- **EXTRAIT PRÉSENTÉ**
☆ ☆ ☆ ☆

Qu'importe, il faudra faire avec : la solution nationale prime (la SNCASO étant société publique…certains choix ne sont pas vraiment ouverts à discussion…)
L'ATAR-101 : fiable...mais un peu limité en puissance pour l'appareil...
Finalement, le SO-4050 se déclinera en trois versions :
Vautour "A" : version d'attaque au sol, monoplace Vautour "B" : version biplace de bombardement, avec un nez vitré Vautour "N" : version de chasse nocturne (ou tout temps) biplace, équipé d'un radar. Une version Vautour "R" de reconnaissance photo avait été envisagée, mais sera abandonnée par l'état major de l'Armée de l'air.
Présentation du Vautour "N" avec son radar en pointe avant
Les trois versions possèdent cependant une silhouette commune :
Un grand train principal monotrace (une roulette avant et une roulette arrière), ainsi que des balancines sur les ailes pour donner de la stabilité à l'appareil.
La formule retenue est similaire à celle du B-47 américain par exemple, et possède le même défaut : les pilotes veulent poser l'appareil "à plat"…or si le diabolo avant touche le sol avant le diabolo arrière, l'appareil va rebondir sur la piste : une fois, deux fois, trois fois, quatre fois, on dit aussi un "atterrissage de commandant" en référence au nombre de galons !
Le summum étant l'"atterrissage de colonel", 5 rebonds !
Sans casser l'avion, c'est rare !
Oui, au bout d'un certain nombre de rebond, on peut casser le train…pour un jeune pilote, c'est le début d'une longue journée…
Les quatre pneus étaient de typa basse pression, ce qui devait permettre au Vautour d'opérer à partir de pistes sommairement aménagées.
Les balancines étant cependant plus fragiles, je ne sais pas si le Vautour aurait tenu longtemps sur ce type de terrain...
Le train atterrissage monotrace est complété par des balancines sous les nacelles moteurs...
L'avantage du train monotrace est qu'il laisse beaucoup de place sous le ventre de l'appareil, ce qui permet de loger une importante soute à bombe (ou roquettes).
Les versions "A" et "N" emportaient également quatre canons D.E.F.A. de 30mm.
La construction des prototypes est confiée à l'usine de Courbevoie de la SNACSO.
Les appareils sont ensuite acheminés démontés par la route jusqu'à Villaroche pour les essais.
Le plan prévoit la réalisation de trois prototypes (un de chaque type), numérotés 001, 002 et 003.
Ils seront suivis par six avions de présérie numérotés 04 à 09, avant de lancer la production en série.
Octobre 1952, seulement 16 mois après l'émission de la fiche programme, le "Vautour" N.001 (F-ZWRU) décolle de la piste de Melun Villaroche, équipés de deux Atar 101B qui ont été à la hauteur des espoirs placés en eux.
Nous sommes le 16 octobre 1952, et Jacques Guignard est en place avant, secondé par Michel rétif en place arrière viennent de faire voler un des premier appareil de conception 100% française (cellule et moteurs…mais il y a tout de même quelques éléments indigènes à bord !).

☆ ☆ ☆ ☆

(Entrées enregistrées)
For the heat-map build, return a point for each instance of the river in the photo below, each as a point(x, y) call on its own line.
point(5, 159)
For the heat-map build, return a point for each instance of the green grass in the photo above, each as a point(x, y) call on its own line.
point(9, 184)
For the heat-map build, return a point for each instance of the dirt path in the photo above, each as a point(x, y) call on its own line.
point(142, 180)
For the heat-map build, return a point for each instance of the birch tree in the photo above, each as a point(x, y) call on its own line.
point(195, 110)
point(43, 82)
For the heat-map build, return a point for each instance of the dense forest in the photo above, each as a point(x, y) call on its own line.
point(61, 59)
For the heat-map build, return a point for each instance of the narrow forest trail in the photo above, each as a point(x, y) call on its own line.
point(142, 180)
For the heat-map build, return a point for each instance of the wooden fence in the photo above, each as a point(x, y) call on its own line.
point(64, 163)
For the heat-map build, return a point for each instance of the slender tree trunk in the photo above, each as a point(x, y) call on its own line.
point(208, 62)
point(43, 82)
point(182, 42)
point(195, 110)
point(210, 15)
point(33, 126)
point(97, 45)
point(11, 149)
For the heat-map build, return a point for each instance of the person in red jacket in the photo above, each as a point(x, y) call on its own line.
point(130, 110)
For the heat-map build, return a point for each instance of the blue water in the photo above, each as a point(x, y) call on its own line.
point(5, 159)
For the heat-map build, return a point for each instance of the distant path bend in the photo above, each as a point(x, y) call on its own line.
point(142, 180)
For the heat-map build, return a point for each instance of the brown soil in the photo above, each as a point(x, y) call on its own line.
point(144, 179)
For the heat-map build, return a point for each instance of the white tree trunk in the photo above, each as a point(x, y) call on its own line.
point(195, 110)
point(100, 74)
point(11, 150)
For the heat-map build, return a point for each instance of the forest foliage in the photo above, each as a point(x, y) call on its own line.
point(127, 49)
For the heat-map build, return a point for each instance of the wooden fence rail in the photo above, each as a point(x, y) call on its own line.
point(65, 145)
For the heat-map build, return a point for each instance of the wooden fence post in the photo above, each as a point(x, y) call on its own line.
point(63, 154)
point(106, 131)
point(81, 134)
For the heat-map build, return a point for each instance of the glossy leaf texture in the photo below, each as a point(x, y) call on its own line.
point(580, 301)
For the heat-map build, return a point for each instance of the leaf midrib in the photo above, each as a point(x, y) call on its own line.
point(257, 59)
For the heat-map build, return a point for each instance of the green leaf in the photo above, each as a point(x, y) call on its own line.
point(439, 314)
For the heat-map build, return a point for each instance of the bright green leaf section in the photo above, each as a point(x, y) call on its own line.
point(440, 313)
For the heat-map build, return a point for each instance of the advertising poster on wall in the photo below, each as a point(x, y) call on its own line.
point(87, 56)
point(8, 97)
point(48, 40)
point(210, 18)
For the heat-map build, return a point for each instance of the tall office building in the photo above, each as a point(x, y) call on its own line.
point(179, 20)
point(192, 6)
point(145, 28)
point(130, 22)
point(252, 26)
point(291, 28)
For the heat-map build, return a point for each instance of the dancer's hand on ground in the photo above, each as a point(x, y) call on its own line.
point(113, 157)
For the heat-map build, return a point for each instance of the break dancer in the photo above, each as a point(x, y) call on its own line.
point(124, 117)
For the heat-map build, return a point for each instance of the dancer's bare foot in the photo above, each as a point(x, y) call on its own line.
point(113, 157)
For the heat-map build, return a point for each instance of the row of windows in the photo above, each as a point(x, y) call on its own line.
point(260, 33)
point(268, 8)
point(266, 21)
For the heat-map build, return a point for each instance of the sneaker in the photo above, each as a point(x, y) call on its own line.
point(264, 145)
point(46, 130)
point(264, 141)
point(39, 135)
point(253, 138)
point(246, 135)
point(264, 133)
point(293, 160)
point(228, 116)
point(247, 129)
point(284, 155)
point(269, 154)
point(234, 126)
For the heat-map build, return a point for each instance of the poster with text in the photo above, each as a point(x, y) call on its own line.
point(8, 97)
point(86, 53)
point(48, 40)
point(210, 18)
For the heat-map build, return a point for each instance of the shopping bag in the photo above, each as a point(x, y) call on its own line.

☆ ☆ ☆ ☆

- **SÉRIE DE TÂCHES**
a: Reproduisez fidèlement le passage du texte sur le Vautour qui commence par "Les appareils sont" et se poursuit jusqu'à "placés en eux.".
b: Donnez la suite du texte sur le Vautour après sa dernière phrase.

- **LES RÉPONSES**
a:
Les appareils sont ensuite acheminés démontés par la route jusqu'à Villaroche pour les essais.
Le plan prévoit la réalisation de trois prototypes (un de chaque type), numérotés 001, 002 et 003.
Ils seront suivis par six avions de présérie numérotés 04 à 09, avant de lancer la production en série.
Octobre 1952, seulement 16 mois après l'émission de la fiche programme, le "Vautour" N.001 (F-ZWRU) décolle de la piste de Melun Villaroche, équipés de deux Atar 101B qui ont été à la hauteur des espoirs placés en eux.

b:
Lors de son 30ème vol, cet appareil deviendra la premier appareil européen à franchir le mur du son en léger piqué !
Les commandes de vol sont classiques avec des servocommandes hydrauliques
Nous sommes encore dans une époque pré-numérique et pré-simulation :
L'avion 001 est encore un prototype qui va subir de nombreuses modifications : passage à un pare-brise plan pour une meilleure vision, ajout d'une arête dorsale, ajout de la quille ventrale qui va devenir standard sur Vautour, logement du parachute frein redessiné etc…
Ces modifications donneront ainsi naissance au Vautour A, le 002, monoplace, qui effectue son premier vol plus d'un an après, le 16 décembre 1953, avec des ATAR 101C.
Encore une année plus tard, le premier Vautour "B" vole le 5 décembre 1954, ce qui permet de compléter la famille, tout en lançant la réalisation des appareils de pré-série.
C'est ainsi qu'entre 1954 et 1955 ce ne sont pas moins de neuf appareils qui vont se partager le programme des essais et de mise au point.
Et malgré tout le soin apporté à la conception de l'appareil, plusieurs mauvaises surprises vont se faire jour au niveau aérodynamique:
Modification de l'empennage, pour une meilleure stabilité à Mach critique, ainsi que le montage de cloison d'ailes plus importants pour améliorer la manœuvrabilité à basse altitude.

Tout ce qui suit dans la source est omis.